### Provided passage

>> Start

Wed 18 Jan 2006
Whitney Wilson ‘90 provides these comments on Faculty sections of the Report, authored by John Gerry, Associate Dean of the Faculty.
The opening part of this section of the report lays out the Colleges’ rationale for wanting a diverse faculty. The articulated reasons mirror those generally laid out for wanting a diverse student body (i.e. a remedy for past discrimination, and the general benefits of a diversity of backgrounds and ideas). There has been plenty of debate on the merits of these reasons, and I won’t rehash those arguments now.
One of the most astonishing statements I saw in the report was in the section relating to faculty recruitment and was characterized as a “recommendation”:
Continue to allocate FTE to curricular areas in which we are likely to attract minority candidates. Critical to our recent success in bringing minorities onto the faculty has been that we have begun hiring into interdisciplinary programs (Latina/o Studies, American Studies, African American Studies).
This seems to suggest that Williams should be adding faculty positions to, at least in part, make it easier to add minority faculty. Does this make any sense? It might if there were a complete lack of minority faculty in Williamstown. But the statistics provided by the College in Tables 32-50 show generally that minority faculty are present at Williams in more than negligible numbers. I believe that most people in the Williams community would agree that one of the important components of a Williams education is the curriculum. It appears that the College is at least contemplating shaping that curriculum for the express purpose of adding diversity to the faculty. Regardless of one’s position on the importance of a (more) diverse faculty, I don’t believe that the curriculum should be affected by efforts to increase the number of minority faculty members.

>> End

### Stored data
>> Start

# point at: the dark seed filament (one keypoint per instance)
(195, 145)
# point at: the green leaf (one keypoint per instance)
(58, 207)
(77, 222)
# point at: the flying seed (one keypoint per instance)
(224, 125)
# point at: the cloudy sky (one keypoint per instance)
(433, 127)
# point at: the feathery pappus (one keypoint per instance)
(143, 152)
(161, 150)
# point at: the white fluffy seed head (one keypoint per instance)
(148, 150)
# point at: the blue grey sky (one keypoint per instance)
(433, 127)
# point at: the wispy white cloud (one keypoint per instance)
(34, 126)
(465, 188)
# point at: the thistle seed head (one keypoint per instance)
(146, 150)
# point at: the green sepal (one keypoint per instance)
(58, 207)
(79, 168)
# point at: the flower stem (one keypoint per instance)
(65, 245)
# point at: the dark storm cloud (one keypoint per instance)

>> End
>> Start

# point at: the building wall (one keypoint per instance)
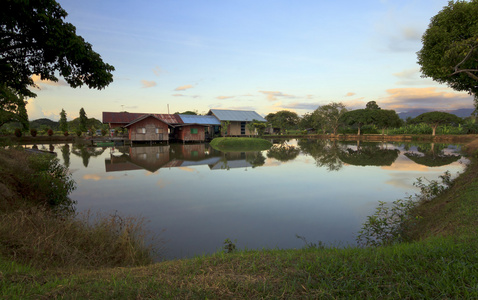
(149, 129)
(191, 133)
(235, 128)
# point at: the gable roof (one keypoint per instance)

>> End

### Exercise tasks
(a) Do the following statements agree with the commentary on the faculty diversity report? Answer yes or no for each, and quote the words of the commentary that decide it.
(i) The faculty sections of the report were authored by the Associate Dean of the Faculty.
(ii) The writer goes back over the debate on the merits of the reasons for a diverse faculty.
(iii) The College's statistics show that Williams has no minority faculty.
(b) Answer these questions from the commentary on the faculty diversity report, one per line:
(i) On what date was it posted?
(ii) Which three interdisciplinary programs does the quoted recommendation name?
(iii) Which tables hold the statistics the College provided?
(c) Carry the commentary on the faculty diversity report forward from its final sentence.

### Answers to the exercises
(a)
(i) Yes: "authored by John Gerry, Associate Dean of the Faculty"
(ii) No: "I won’t rehash those arguments now."
(iii) No: "minority faculty are present at Williams in more than negligible numbers"

(b)
(i) Wed 18 Jan 2006
(ii) Latina/o Studies, American Studies, African American Studies
(iii) Tables 32-50

(c)
One of the other recommendations - more recruiting from the ranks of Bolin Fellows - could and should be fully implemented. The advantage of doing so is that it allows for a much more informed picture of a prospective faculty member prior to hiring him or her. That is, the College has the opportunity has the opportunity to closely observe the candidate in the Williamstown environment for a year. ( I wonder whether making the fellowships two year positions - or perhaps renewable for a second year - would make sense. Certainly, many, if not most dissertations take at least two years or more to write). This should allow a much more informed judgment to be made about the strength of the candidate (particularly his or her teaching ability) that could possibly be evident from a short series of interviews. This type of extended “interview” is the model used by large law firms to fill their entry level positions from law students who intern at them for a summer. While I certainly won’t vouch for the overall hiring and retention practices of large law firms, this is one area where I think they have it right. Hiring Bolin Fellows would also allow faculty candidates a better opportunity to know what living in Williamstown would be like. This would, hopefully, make it less likely that good (in this case, minority) faculty members would leave because they didn’t want to live/work in Williamstown.
Finally, if we agree having a more diverse faculty is an important goal (or at least agree that the administration has decided that it is an important goal), one way to accomplish this is to take more chances in hiring. Based on the experiences of a friend who applied for an advertised position at Williams, it appears that “paper qualifications” are extremely important in the hiring process. While such qualifications can be a way to cull through dozens - or even hundreds - of applicants, it undoubtedly eliminates many candidates who might make excellent Williams professors. So long as the College is willing to not reappoint faculty at the end of their first three years, the downside of taking chances on minority faculty applicants who might flourish at Williams and be an asset to the Williams community is outweighed by the benefits.
Thanks to Whitney and all our discussants for taking the time to make such thoughtful comments.
6 Responses to “On Faculty Diversity”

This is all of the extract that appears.